◆ Records shown:
══════════════════════════════
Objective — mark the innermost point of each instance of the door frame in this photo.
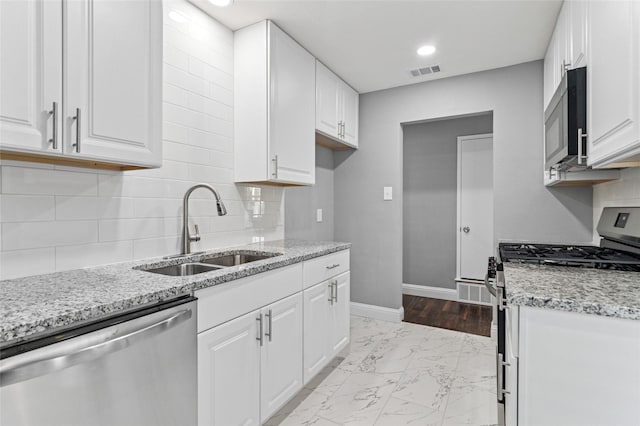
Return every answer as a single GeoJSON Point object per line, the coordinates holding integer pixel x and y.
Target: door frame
{"type": "Point", "coordinates": [459, 195]}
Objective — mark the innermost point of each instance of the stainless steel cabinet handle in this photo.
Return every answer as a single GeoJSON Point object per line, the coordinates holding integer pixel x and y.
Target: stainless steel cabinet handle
{"type": "Point", "coordinates": [196, 236]}
{"type": "Point", "coordinates": [54, 126]}
{"type": "Point", "coordinates": [259, 338]}
{"type": "Point", "coordinates": [274, 174]}
{"type": "Point", "coordinates": [80, 350]}
{"type": "Point", "coordinates": [581, 137]}
{"type": "Point", "coordinates": [488, 285]}
{"type": "Point", "coordinates": [502, 304]}
{"type": "Point", "coordinates": [78, 118]}
{"type": "Point", "coordinates": [500, 384]}
{"type": "Point", "coordinates": [270, 325]}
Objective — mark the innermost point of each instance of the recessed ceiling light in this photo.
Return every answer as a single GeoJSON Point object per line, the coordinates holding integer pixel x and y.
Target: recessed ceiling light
{"type": "Point", "coordinates": [177, 16]}
{"type": "Point", "coordinates": [426, 50]}
{"type": "Point", "coordinates": [221, 3]}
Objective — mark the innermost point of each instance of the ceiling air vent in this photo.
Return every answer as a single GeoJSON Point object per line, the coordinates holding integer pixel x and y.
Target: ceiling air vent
{"type": "Point", "coordinates": [425, 70]}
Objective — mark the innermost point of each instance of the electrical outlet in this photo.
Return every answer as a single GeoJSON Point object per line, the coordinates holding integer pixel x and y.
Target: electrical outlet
{"type": "Point", "coordinates": [388, 193]}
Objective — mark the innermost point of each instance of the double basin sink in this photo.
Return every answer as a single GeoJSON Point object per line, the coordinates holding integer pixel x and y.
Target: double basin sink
{"type": "Point", "coordinates": [209, 264]}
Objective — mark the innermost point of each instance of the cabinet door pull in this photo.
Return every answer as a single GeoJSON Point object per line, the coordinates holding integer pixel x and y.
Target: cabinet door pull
{"type": "Point", "coordinates": [269, 325]}
{"type": "Point", "coordinates": [54, 126]}
{"type": "Point", "coordinates": [78, 117]}
{"type": "Point", "coordinates": [581, 150]}
{"type": "Point", "coordinates": [259, 338]}
{"type": "Point", "coordinates": [274, 174]}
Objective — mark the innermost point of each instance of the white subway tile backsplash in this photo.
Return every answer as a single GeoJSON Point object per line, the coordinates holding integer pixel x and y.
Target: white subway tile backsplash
══════════════════════════════
◆ Exercise details:
Every line from the one containing "backsplash in this photo." to the end of the material above must be written out exactly. Nothing else is wanted.

◆ Solution:
Objective — mark the innermost point of each instance of the white subway tile backsplash in this photo.
Return every answer as a single GeoJSON Point object per line, the coordinates holding integer pixel x and y.
Target: white subway tile backsplash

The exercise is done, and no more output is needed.